EXERCISE OBJECTIVE:
Give an exact copy of every line, leaving images out.

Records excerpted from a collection
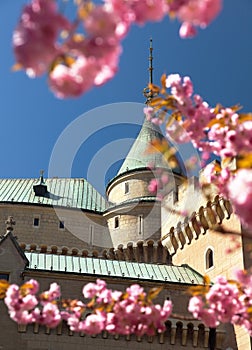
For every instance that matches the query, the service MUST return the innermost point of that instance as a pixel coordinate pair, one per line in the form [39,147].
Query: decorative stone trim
[178,332]
[198,223]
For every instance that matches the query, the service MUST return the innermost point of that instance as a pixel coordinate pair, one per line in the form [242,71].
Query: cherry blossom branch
[90,57]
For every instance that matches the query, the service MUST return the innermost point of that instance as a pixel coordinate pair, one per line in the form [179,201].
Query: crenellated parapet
[149,251]
[197,224]
[190,334]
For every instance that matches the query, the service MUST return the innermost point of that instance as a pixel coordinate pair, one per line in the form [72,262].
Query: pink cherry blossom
[199,12]
[105,24]
[187,30]
[149,10]
[35,36]
[153,186]
[72,81]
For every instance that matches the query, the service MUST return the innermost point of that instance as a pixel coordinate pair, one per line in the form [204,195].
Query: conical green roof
[139,157]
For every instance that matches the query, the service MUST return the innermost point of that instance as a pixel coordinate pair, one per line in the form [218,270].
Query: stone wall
[81,230]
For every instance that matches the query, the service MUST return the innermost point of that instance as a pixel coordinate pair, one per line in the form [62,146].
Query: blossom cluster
[131,312]
[77,61]
[220,131]
[226,302]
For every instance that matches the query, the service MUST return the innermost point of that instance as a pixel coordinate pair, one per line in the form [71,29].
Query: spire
[9,224]
[150,63]
[40,187]
[147,92]
[139,157]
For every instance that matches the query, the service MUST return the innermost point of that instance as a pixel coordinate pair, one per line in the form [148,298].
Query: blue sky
[218,60]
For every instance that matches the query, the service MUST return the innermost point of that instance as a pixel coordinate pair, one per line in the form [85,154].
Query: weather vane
[147,91]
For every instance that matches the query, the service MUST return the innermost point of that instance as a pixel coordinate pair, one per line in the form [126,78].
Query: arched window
[126,187]
[116,222]
[209,258]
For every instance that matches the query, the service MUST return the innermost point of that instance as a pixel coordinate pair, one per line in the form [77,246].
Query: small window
[209,258]
[61,224]
[126,188]
[140,224]
[36,222]
[4,276]
[116,222]
[91,234]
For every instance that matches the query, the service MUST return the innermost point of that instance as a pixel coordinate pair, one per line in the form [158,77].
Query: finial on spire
[41,176]
[150,63]
[9,224]
[147,92]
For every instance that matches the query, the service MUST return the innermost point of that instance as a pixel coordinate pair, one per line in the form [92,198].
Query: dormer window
[126,187]
[4,276]
[61,225]
[209,258]
[116,222]
[36,221]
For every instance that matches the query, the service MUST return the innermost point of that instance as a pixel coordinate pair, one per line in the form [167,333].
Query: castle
[63,230]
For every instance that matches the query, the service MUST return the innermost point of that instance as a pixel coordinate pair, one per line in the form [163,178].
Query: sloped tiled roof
[63,192]
[113,268]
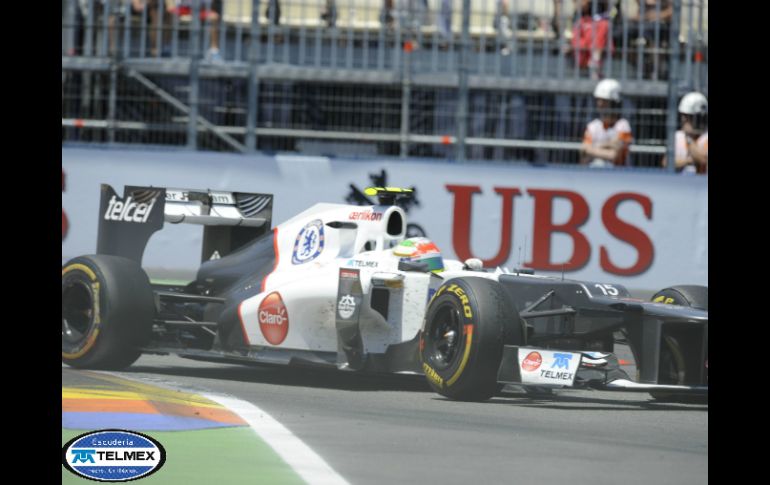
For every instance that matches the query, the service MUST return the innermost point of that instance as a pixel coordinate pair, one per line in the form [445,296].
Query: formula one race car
[341,286]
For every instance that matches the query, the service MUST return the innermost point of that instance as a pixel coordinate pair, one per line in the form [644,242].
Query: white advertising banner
[644,230]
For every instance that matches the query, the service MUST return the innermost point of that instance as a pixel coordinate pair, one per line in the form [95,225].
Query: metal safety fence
[488,79]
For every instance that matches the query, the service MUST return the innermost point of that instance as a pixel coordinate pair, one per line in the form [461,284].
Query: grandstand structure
[455,79]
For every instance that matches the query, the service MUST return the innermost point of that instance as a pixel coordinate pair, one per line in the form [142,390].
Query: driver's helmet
[423,250]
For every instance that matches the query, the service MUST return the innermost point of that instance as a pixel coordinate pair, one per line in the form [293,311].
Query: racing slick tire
[467,323]
[107,312]
[673,368]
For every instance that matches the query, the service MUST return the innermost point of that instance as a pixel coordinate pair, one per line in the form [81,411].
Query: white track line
[299,456]
[306,462]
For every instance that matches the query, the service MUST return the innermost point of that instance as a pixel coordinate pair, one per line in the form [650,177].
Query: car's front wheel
[467,323]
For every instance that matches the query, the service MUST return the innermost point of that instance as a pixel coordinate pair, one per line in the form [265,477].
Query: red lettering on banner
[461,224]
[544,229]
[627,233]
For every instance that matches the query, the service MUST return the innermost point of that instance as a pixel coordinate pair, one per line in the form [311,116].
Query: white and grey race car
[341,286]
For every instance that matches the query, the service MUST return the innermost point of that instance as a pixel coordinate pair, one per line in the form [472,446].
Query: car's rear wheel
[467,323]
[675,364]
[107,312]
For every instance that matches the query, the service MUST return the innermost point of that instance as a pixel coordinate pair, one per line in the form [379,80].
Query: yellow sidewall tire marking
[466,354]
[97,319]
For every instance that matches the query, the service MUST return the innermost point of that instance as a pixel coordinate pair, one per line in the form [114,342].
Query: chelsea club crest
[309,243]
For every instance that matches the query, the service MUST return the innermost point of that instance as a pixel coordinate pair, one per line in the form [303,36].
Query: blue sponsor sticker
[113,455]
[561,361]
[309,243]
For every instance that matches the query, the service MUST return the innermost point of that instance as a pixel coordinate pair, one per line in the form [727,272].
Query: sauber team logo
[309,243]
[273,319]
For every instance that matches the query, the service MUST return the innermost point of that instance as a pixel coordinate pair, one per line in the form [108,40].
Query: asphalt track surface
[392,429]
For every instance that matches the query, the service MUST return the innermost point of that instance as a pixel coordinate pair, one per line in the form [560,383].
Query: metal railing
[374,77]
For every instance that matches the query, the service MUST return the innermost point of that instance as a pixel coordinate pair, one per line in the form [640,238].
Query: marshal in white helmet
[607,138]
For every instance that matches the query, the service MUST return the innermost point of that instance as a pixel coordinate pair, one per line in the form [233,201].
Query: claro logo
[130,210]
[273,319]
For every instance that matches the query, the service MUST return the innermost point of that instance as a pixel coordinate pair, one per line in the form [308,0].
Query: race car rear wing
[230,219]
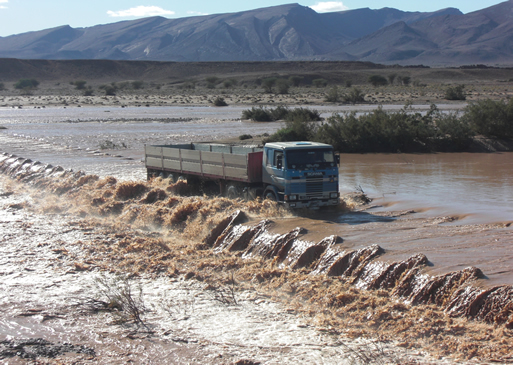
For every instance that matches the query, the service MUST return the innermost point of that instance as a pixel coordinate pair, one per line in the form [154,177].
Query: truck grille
[314,187]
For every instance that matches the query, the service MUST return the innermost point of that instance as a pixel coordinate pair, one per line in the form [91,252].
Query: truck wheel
[232,192]
[270,195]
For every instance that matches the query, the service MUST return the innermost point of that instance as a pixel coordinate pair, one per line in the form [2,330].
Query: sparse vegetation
[455,93]
[80,84]
[243,137]
[26,84]
[354,96]
[280,113]
[137,85]
[320,83]
[377,80]
[219,101]
[333,95]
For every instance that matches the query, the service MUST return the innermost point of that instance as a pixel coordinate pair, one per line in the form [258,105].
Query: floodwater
[476,187]
[444,203]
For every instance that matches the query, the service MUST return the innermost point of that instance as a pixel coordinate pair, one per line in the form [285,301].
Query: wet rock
[222,228]
[339,262]
[304,254]
[239,237]
[38,347]
[273,246]
[439,289]
[494,305]
[388,275]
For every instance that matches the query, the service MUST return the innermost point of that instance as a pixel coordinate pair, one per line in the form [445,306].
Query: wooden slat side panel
[191,167]
[212,158]
[236,172]
[239,160]
[172,164]
[171,152]
[153,162]
[153,151]
[190,155]
[213,170]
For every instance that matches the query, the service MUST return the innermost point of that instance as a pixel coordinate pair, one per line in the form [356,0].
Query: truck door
[275,168]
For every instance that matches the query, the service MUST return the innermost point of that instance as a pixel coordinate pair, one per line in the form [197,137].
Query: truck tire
[270,195]
[232,192]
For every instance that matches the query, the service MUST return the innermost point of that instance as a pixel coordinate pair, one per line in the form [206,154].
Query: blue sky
[19,16]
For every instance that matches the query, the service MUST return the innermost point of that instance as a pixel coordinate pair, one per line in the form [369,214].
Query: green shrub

THE SOLUTION:
For every instance that matches the query, the service MUST return the innermost point of that instance as a pixel coordinate pair, one per line in the form [39,147].
Query: decorative stone trim
[178,332]
[198,223]
For every instance that matches the query, the service MUST return the innermost point of that instance as a pixel coordinate pair, one per line in the form [242,71].
Query: cherry blossom branch
[90,57]
For every instance that matches the query, the service MUST return the innermost point of that instance as a pixel coordinate pair, one per line in the form [179,201].
Query: crenellated parapet
[149,251]
[197,224]
[190,334]
For every instance that matches the query, the service MUST return the innermost point of that instance as a pixel coordinate pair, one per line in the form [72,262].
Query: pink cherry blossom
[199,12]
[105,24]
[187,30]
[149,10]
[35,36]
[153,186]
[72,81]
For every instance that matches the query, the service MUST return the innermost point of that instance as a pixel coordinate pair, one per line in the form [204,195].
Query: conical green roof
[139,157]
For every instance that matches the query, the service MUST return the innermost point of that instance as a pixel coordinate pair, one per line in the form [218,270].
Query: stone wall
[81,230]
For every instance that matches the query, the service MUST return the innermost point of that instance as a pixel coordinate pair, one per line in the form [62,146].
Query: blossom cluster
[131,312]
[77,61]
[220,131]
[226,302]
For every instance that matches the query, the service MUST return the innermost point of that instance as a pixel coordinate pair, one per line in the form [71,29].
Query: spire
[9,224]
[150,63]
[40,187]
[147,92]
[139,157]
For every instance that matches the query, the service MUST return the innermost point of that instance as a pixel coordinate pair, one per line in the form [148,298].
Query: blue sky
[218,60]
For every instance that matches the query, the service MUST return the innermost point of that instance as a pixel coordinate pair, one per line in the form [85,154].
Query: weather vane
[147,91]
For every instance that matches the query, the service MUST return the innermost point of that instance as a pixel coordinate pair, one per line in the form [126,78].
Query: arched window
[126,187]
[116,222]
[209,258]
For every instance that matches the query, the service MUST return the innermost point of that instance as a pixel coordinate pair, one per line in the form [77,246].
Query: small window
[209,258]
[61,224]
[126,188]
[140,224]
[36,222]
[4,276]
[116,222]
[91,234]
For every instance that matches the query, the service MUST return the innermost point of that instance as a pixel coordinate pair, one per line in the form [158,77].
Query: finial on spire
[41,176]
[150,63]
[9,224]
[147,92]
For every instance that matches the query, the service MUST return the innermost point of that instance as a pixel coordinate pair, one per line in the form [92,198].
Query: dormer window
[126,187]
[4,276]
[61,225]
[209,258]
[116,222]
[36,221]
For every instance that matches the query, the service MUST return the innermost point of that instance as a pixel coordinate pair, one per line in the form [167,333].
Query: castle
[63,230]
For every instance that matches the query, the service MUST return the innermost point of that instance as a pixel coordinate pair, one per line in the form [163,178].
Query: sloped tiled roof
[63,192]
[113,268]
For every instance that matches the query, the service MUST return the innermost point of that instance as a pixel coordinate pair, one per line in the form [445,296].
Query: formula one race car
[341,286]
For every instance that matches the query, the service MUST return the innermost point of that instance as a pixel coordinate pair, one per line in the form [644,242].
Query: white advertising banner
[644,230]
For every instance that matches the query, the service MUST return the innermost point of that instance as a pixel coordinate pair, one per line in the form [95,225].
Query: metal safety fence
[488,79]
For every instance that matches the query, the service MUST return the innermost point of that instance as a pixel coordinate pair, one per line in the form [461,284].
Query: grandstand structure
[455,79]
For every instance that matches the query, the service MUST return the innermost point of that instance as a pixel coordinate pair, one per line in the form [142,390].
Query: driver's helmet
[423,250]
For every instance that matches the query, the service MUST return the innermost point of that instance as a pixel coordinate pair, one per line in the form [293,311].
Query: racing slick tire
[467,323]
[107,312]
[673,368]
For every instance that matches the query, the service MUST return the innermost point of that instance as a pixel coordinate pair, one per line in the form [81,411].
Query: white track line
[299,456]
[306,462]
For every instance that matches the query, the service MUST return the innermost point of that instance as a pixel coordinate pair, one per line in the form [650,177].
Query: car's front wheel
[467,323]
For every instance that matches the query, the service MUST return the innermost point of that instance as a pixel coordinate pair, one per line in the form [265,477].
Query: red lettering on banner
[461,224]
[544,229]
[627,233]
For every instance that matches the query, the service MUST return the innermost point of that instance as a pixel coordinate pair, one per line in the form [311,116].
Query: white and grey race car
[341,286]
For every instance that matches the query, the service MUST return the innermost point of that instance as a pixel coordinate pair, one per line in the form [472,446].
Query: car's rear wheel
[467,323]
[675,364]
[107,312]
For every instance that matches the query, the service MUST return the innermost point of that instance as a pixel coordinate pair, one per line in the form [379,80].
Query: yellow sidewall tire marking
[466,354]
[97,319]
For every instance that matches the query, the service MUST return the innermost point of that instance as a pixel coordinate pair, one per line in the form [114,342].
Query: chelsea club crest
[309,243]
For every instance that matches the query, the service MUST return the innermost point of that instance as a pixel coordinate pair, one per line in the form [303,36].
Query: blue sponsor sticker
[113,455]
[561,361]
[309,243]
For every instance that matches the query, the service MUST return the innermost point of that instance as a pixel coordinate pair, one per line in the form [727,272].
Query: sauber team logo
[309,243]
[273,319]
For every instance that matches the query, the service MUST return the innermost point of that instance as a pixel coordinate pair, one per line in the form [108,40].
Query: asphalt track surface
[392,429]
For every instance that matches the query, the service MUST return the innermost point of that instance as a pixel coordinate pair, one per line in the form [560,383].
Query: metal railing
[374,77]
For every instance that matches the query, the service MUST return the innermost point of that instance as a pixel coordinate pair, one per line in the form [640,238].
Query: marshal in white helmet
[607,138]
For every instance that matches the query, the service MUST return the innermost point of that instance as a pixel coordinate pair, one per line in the form [233,201].
Query: claro logo
[130,210]
[273,319]
For every instance that matches the query, the service MUST return the innermost point of that instance as a pixel coordinate pair, one per line in the form [308,0].
Query: race car rear wing
[230,219]
For every instance that matches the query, the service MUST return the innermost point of that instance as a pixel coordinate pair, one per line in the form [154,177].
Query: truck grille
[314,187]
For every instance that matches the query, the service MUST return the innermost point of that instance as a pixel coordinate pair, one per line in the form [91,252].
Query: truck wheel
[232,192]
[270,195]
For every instance that matches the query, the service MUST return the innermost point of that instance as a pixel coordinate pair, one per line in the form [2,330].
Query: sparse vegetation
[455,93]
[80,84]
[243,137]
[26,84]
[354,96]
[280,113]
[137,85]
[320,83]
[377,80]
[219,101]
[333,95]
For every instance that matches the query, the service MUST return the innermost point of that instance as a pixel coordinate pair, one per line in the form [258,105].
Query: floodwater
[476,187]
[444,203]
For every instance that matches the query, the service MUST return the innermost point of that instance as a pixel coordinate pair, one per line in the form [285,301].
Query: wet rock
[222,228]
[339,262]
[304,254]
[239,237]
[38,347]
[273,246]
[439,289]
[494,305]
[388,275]
For every instance that matches the query, the service MUST return the innermost point of that instance as a pixel coordinate pair, one per line in the form [445,306].
Query: wooden slat side panel
[191,167]
[212,158]
[236,172]
[239,160]
[172,164]
[171,152]
[153,162]
[153,151]
[190,155]
[213,170]
For every instance that matches the query, the service MUST return the innermost point of that instance as a pixel coordinate pair, one per line in the form [356,0].
Query: truck door
[275,168]
For every instance that matches the query, the service MUST return the innermost point of that instance as a pixel coordinate pair, one per line in the form [197,137].
Query: truck tire
[270,195]
[232,192]
For every instance that matches the query, the service MUST return the innermost point of that instance as a pixel coordinate pair, one per line in the form [206,154].
Query: blue sky
[19,16]
For every instance that matches the query, the service MUST return the innermost point of that instance as a pixel coordinate pair, one per line in the form [369,214].
Query: green shrub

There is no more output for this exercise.